WHAT YOU ARE ASKED TO DO
Copy out, word for word, everything in the material below from the line containing "Place one keypoint on each instance of the black" down to the last line of the material.

====== SOURCE RECORDS

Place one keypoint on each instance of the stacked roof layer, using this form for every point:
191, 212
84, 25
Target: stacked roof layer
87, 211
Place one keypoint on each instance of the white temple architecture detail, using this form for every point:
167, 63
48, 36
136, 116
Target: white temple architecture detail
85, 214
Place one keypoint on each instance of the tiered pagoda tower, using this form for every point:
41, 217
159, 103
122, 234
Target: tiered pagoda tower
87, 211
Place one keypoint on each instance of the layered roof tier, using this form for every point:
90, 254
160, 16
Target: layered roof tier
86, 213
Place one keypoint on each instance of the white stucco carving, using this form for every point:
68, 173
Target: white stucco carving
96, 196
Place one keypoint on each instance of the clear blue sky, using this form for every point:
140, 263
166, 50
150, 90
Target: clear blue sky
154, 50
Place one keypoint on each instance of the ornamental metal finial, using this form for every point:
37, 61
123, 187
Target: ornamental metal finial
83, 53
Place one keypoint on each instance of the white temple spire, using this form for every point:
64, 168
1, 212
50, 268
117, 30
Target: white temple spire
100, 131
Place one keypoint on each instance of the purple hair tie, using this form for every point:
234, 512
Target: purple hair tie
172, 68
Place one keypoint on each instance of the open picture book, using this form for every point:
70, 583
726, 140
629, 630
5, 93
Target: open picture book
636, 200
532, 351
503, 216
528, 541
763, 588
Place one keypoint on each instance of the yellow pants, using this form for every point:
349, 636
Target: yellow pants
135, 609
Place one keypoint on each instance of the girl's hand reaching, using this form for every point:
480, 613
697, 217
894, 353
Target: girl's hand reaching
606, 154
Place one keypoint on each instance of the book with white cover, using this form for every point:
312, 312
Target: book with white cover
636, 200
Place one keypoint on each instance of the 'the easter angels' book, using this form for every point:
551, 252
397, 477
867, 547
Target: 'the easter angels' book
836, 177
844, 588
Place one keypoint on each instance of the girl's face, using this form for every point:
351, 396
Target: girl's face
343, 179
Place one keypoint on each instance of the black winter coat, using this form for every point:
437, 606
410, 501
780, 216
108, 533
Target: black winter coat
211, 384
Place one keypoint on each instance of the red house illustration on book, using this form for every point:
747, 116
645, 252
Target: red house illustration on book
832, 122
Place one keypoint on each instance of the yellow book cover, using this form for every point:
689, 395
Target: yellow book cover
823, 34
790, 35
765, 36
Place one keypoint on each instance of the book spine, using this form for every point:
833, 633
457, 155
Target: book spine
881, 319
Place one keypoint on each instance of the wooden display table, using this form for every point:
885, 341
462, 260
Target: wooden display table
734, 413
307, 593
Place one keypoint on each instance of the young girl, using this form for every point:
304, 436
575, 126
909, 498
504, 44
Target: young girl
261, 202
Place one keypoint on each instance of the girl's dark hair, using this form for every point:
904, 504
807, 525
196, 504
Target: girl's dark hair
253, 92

============

FULL RESPONSE
Place one keypoint on each instance of the black winter coat, using this form for every point:
437, 606
410, 501
780, 216
108, 533
Target: black winter coat
211, 384
Place one keypoint on each instance of the red house illustration on book, using this form for every point:
747, 116
645, 252
Target: red house illustration on book
832, 122
Place one keypoint on each instance of the yellow book cover, using this form for every point:
689, 395
Target: yellow book cover
823, 34
790, 35
765, 36
Place one keypoint on each instance of the book spine, using this form for every point:
833, 633
457, 155
Target: book spine
881, 319
Place one keypoint on each instance of the wooden display table, using this form for every point:
885, 341
462, 260
Target: wooden display table
734, 413
307, 593
Place one keypoint on each instance of the young girl, using this form for every point:
304, 436
575, 126
909, 498
504, 44
Target: young girl
261, 202
Place one keypoint on each instance of the girl's dark hair, using this form for every point:
904, 504
807, 525
196, 504
Target: girl's dark hair
253, 92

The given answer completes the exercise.